■ EXERCISE INPUTS ■
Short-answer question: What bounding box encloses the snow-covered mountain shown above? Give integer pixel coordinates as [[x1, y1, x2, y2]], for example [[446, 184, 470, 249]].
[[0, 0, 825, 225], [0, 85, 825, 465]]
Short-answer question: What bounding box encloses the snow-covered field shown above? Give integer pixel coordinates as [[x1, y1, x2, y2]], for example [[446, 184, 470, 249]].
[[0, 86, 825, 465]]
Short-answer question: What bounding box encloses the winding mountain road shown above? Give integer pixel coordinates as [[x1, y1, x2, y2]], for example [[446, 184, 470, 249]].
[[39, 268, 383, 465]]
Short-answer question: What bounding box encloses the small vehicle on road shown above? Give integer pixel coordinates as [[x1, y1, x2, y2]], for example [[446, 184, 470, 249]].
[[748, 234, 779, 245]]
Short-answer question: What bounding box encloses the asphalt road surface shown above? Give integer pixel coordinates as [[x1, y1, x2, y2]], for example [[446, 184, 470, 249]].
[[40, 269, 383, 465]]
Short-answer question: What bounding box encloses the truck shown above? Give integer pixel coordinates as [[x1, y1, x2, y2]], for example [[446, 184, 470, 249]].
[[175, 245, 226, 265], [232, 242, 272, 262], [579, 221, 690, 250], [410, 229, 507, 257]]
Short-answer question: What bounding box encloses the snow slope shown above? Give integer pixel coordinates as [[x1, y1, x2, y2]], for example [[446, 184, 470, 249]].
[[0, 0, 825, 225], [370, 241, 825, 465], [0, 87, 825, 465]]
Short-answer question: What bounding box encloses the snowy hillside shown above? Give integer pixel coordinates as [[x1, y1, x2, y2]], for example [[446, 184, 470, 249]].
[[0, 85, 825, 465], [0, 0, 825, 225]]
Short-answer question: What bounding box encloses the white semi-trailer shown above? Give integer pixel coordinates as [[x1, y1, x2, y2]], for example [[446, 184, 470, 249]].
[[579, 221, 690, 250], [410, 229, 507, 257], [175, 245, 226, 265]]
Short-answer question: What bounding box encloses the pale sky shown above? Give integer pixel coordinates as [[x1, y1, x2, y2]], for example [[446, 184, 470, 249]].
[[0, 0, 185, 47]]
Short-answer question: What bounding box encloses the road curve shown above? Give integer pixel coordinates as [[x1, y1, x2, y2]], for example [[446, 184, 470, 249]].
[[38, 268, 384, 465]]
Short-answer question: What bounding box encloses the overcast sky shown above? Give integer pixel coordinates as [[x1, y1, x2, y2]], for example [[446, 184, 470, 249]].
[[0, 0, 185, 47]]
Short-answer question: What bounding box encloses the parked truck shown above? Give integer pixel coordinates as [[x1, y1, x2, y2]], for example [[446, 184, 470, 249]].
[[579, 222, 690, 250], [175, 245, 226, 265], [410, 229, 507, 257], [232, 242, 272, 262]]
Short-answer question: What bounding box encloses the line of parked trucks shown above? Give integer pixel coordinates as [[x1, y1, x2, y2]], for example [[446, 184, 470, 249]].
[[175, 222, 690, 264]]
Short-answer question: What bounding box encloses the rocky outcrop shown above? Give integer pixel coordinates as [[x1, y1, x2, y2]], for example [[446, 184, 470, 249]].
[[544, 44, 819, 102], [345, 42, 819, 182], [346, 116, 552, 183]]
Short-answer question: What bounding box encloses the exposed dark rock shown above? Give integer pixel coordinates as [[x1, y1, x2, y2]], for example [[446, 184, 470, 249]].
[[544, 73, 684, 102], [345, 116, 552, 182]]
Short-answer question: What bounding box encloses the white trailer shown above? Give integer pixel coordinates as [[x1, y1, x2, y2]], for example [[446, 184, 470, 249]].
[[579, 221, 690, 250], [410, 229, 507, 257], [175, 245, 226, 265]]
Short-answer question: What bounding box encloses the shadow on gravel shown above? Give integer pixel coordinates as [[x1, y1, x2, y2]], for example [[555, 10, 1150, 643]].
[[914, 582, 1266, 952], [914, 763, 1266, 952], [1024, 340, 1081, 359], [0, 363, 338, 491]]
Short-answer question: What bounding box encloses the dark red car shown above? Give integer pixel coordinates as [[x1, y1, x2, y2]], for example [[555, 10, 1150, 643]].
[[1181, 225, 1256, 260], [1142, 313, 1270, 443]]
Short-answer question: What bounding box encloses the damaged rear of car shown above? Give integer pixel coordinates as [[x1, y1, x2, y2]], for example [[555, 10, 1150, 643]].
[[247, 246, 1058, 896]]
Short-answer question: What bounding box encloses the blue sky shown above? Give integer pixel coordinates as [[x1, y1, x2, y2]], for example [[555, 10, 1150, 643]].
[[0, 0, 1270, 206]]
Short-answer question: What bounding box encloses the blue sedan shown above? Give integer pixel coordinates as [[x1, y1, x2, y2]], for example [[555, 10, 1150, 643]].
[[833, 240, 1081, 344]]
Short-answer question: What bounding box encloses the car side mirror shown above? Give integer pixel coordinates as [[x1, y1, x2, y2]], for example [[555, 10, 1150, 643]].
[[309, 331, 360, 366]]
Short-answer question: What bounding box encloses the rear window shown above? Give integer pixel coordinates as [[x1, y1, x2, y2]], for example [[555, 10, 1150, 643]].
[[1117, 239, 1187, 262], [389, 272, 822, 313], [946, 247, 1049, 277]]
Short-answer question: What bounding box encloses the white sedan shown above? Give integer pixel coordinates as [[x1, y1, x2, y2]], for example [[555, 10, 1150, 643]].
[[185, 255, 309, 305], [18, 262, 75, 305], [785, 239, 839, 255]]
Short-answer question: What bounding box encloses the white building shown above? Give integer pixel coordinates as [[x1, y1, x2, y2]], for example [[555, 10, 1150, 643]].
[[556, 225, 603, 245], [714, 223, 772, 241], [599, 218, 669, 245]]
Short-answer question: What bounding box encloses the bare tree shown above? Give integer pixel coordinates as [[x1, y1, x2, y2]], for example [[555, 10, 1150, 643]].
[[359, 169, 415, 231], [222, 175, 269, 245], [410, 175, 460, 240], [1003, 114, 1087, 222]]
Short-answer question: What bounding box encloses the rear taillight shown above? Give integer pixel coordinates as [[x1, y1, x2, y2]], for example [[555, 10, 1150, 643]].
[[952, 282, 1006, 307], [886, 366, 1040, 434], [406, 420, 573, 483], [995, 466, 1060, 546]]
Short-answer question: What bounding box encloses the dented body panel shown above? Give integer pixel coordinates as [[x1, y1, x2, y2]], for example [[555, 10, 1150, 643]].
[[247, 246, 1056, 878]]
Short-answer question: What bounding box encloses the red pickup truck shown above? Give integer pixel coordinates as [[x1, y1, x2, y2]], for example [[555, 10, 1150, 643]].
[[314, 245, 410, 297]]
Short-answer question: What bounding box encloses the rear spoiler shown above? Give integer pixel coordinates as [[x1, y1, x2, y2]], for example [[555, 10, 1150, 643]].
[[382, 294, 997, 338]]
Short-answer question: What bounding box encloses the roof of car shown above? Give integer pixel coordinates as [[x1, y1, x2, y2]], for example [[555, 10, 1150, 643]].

■ TASK TO CARRY OUT ■
Put the lines from the start of the records through the line holding "[[0, 0, 825, 225], [0, 85, 825, 465]]", inclusive, into a numbered list, leaving out any blank lines.

■ WRITTEN ANSWER ■
1. Short-answer question: What bounding box encloses the snow-covered mountain shown above? Give integer pixel coordinates as [[x1, y1, x2, y2]], for example [[446, 184, 470, 249]].
2. [[0, 0, 825, 225], [0, 85, 825, 465]]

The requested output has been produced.